═════ TEXTO FORNECIDO

Desde então, a burocracia alemã foi drasticamente reduzida, de acordo com entrevistas com executivos de energia renovável. Em pouco mais de dois anos, o país implantou mais energia renovável do que qualquer outro país europeu.
“Passamos por um aumento significativo na geração de eletricidade renovável”, disse Fiete Wulff, porta-voz da Agência Federal de Redes da Alemanha, responsável pela regulação da eletricidade e de outros mercados.
Isso aconteceu porque o governo abordou o problema de forma sistemática e ancorou as soluções na legislação.
Uma lei designou os projetos de energia limpa como um “interesse público primordial” que serve à segurança do país. Outra, exigia que os estados alemães alocassem cerca de 2% de suas terras para turbinas eólicas.
Demais emendas reduziram o número de diagnósticos ambientais necessários para apenas um e simplificaram o processo anterior de planejamento de rede com duas vias, eliminando o envolvimento de toda uma agência.
“Economizamos de dois a três anos para novos players [de transmissão]”, disse Werner Götz, CEO da operadora de rede de transmissão TransnetBW. “É definitivamente uma melhoria significativa.”
A Alemanha pretende obter 80% de sua eletricidade de fontes renováveis até 2030. Isso significa que o país precisa implantar muito mais energia solar e eólica, conectando-as por meio de linhas de transmissão mais longas. As reformas realizadas até agora ajudaram especialmente a implantação de energia solar.
Os números de 2023 não refletem o impacto total que essas mudanças regulatórias causaram. Muitos projetos que receberam licenças ainda não foram construídos.
Recentemente, o parlamento da Alemanha também facilitou a implantação de energia solar em varandas de imóveis e dificultou para os proprietários se oporem a isso. Berlim, que ofereceu subsídios para esses painéis prontos para uso, já havia recebido quase 10.000 solicitações em abril.
O que a Alemanha fez “com certeza pode ser um modelo para outros países europeus”, disse Bärbel Heidebroek, presidente da Associação Alemã de Energia Eólica.

══════════

> **EXERCÍCIO 1**
No texto sobre energia renovável na Alemanha, qual parcela de suas terras os estados alemães passaram a ser obrigados a destinar a turbinas eólicas?
> **EXERCÍCIO 2**
Reescreva em forma de lista o parágrafo do texto sobre energia renovável na Alemanha que começa com “A Alemanha pretende obter 80%”, mantendo seus fatos principais.

═════ DADOS LISTADOS

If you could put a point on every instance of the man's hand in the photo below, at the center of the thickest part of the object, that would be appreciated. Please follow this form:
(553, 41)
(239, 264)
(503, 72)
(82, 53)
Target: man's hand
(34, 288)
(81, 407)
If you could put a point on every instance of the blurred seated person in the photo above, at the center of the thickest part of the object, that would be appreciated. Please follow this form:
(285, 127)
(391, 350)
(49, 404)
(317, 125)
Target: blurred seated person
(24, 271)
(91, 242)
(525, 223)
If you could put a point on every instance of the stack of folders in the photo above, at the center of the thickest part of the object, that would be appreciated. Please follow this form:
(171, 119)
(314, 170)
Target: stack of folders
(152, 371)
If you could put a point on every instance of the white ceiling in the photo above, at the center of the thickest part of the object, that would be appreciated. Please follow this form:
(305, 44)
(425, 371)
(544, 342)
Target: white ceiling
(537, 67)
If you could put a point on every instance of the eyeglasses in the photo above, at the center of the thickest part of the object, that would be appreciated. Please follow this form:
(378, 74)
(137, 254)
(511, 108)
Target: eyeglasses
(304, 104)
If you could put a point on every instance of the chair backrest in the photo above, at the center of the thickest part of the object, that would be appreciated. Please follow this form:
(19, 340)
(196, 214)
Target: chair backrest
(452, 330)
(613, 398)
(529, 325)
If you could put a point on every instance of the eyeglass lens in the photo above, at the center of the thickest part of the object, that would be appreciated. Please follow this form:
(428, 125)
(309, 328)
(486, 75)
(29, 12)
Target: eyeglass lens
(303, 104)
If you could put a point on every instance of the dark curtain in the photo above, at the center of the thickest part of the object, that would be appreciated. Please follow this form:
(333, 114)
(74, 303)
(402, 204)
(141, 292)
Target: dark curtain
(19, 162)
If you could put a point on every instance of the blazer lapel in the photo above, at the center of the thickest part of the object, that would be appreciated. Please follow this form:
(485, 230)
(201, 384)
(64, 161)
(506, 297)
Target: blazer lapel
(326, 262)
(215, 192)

══════════

> **RESPOSTA 1**
Cerca de 2% de suas terras.

> **RESPOSTA 2**
- Meta: obter 80% da eletricidade de fontes renováveis até 2030.
- Para isso, o país precisa implantar muito mais energia solar e eólica, conectadas por linhas de transmissão mais longas.
- As reformas feitas até agora beneficiaram sobretudo a implantação de energia solar.